Extrait du document
-=-=-=-=-

Je me souviens d’un titre du Parisien, il y a 5 ou 6 ans : “Marre de cet hiver qui n’en finit pas”. Je me suis dit “mais c’est quoi ce truc” : la neige et le froid en hiver, c’est normal et c’est tant mieux. Ce genre d’article, c’est presque du populisme. Voir un papier comme ça dans un journal de cet acabit, c’est vraiment inquiétant.
D’ailleurs, je ne suis pas très confiant dans les médias traditionnels pour traiter des sujets environnementaux. Il y a des enjeux économiques tellement forts derrière….
Comment sensibiliser plus largement alors ?
Tikographie n’est qu’une des branches d’un projet plus large. Parallèlement au média, je développe aussi Sens9. Nous souhaitons sensibiliser aux questions environnementales en entreprises à travers le coaching.
On passe par une mise en condition psychologique. Il faut d’abord identifier nos propres biais cognitifs pour permettre la prise de conscience.
Par exemple, nous avons tous tendance à choisir des sources d’information qui vont confirmer ce que l’on sait ou ce que l’on croit. Quand on réalise que l’on est peut-être prisonnier de nos propres croyances, on peut à ce moment là prendre du recul et analyser nos réactions « épidermiques » sur certains sujets.

-=-=-=-=-

Consignes
**1)** Filtrez la liste en recopiant chaque ligne qui contient la chaîne "ground".
**2)** Reprenez l'extrait sur la sensibilisation à l'environnement à la suite de sa dernière phrase.
L'extrait sur la sensibilisation à l'environnement et la liste ont des sources différentes.

Données à traiter
-=-=-=-=-

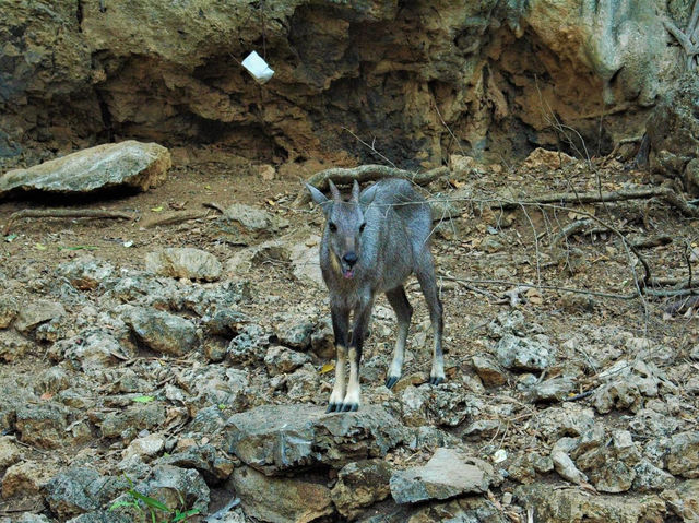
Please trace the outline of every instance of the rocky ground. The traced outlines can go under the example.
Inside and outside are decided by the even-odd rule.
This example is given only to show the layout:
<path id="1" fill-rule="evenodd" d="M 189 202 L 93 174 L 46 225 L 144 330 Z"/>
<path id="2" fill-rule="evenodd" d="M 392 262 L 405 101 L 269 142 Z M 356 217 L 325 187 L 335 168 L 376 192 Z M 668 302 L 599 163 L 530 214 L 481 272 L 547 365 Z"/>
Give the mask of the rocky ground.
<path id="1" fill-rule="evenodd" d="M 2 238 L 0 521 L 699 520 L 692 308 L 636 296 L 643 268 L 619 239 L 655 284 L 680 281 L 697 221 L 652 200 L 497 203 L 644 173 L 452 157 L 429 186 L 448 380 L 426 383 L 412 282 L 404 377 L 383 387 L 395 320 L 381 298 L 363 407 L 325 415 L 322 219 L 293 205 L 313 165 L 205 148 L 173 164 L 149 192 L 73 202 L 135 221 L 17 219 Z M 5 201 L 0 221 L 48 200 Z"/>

-=-=-=-=-

Réponses successives
**1)**
Please trace the outline of every instance of the rocky ground. The traced outlines can go under the example.
Give the mask of the rocky ground.

**2)**
Et comment est-ce que tu fais pour ne pas rester enfermé dans ta bulle de filtre ? Comment est-ce que tu appliques ce que tu préconises ?
Lorsque j’écris pour Tikographie, j’essaye d’aller à la rencontre de femmes et d’hommes qui ont des approches différentes d’un sujet. J’essaye de me confronter à la divergence d’opinions.
Par ailleurs, dans le cadre de Sens9, nous sommes en train d’écrire un livre qui regroupe une série d’entretiens d’acteurs engagés sur le territoire, mais, avec des profils vraiment très hétérogènes.
Sortir de sa bulle, ça demande un effort, c’est une démarche proactive.
Et pour conclure cet entretien, quels sont tes projets pour 2021 ?
J’ai mentionné les deux branches du projet global, à savoir Sens9 et Tikographie. Nous avons aussi monté une association “Par ici la Résilience” qui organise des événements pour rencontrer des acteurs locaux du changement.
Le challenge pour 2021, c’est d’arriver à trouver le juste équilibre entre les trois branches qui participent chacune à l’objectif final.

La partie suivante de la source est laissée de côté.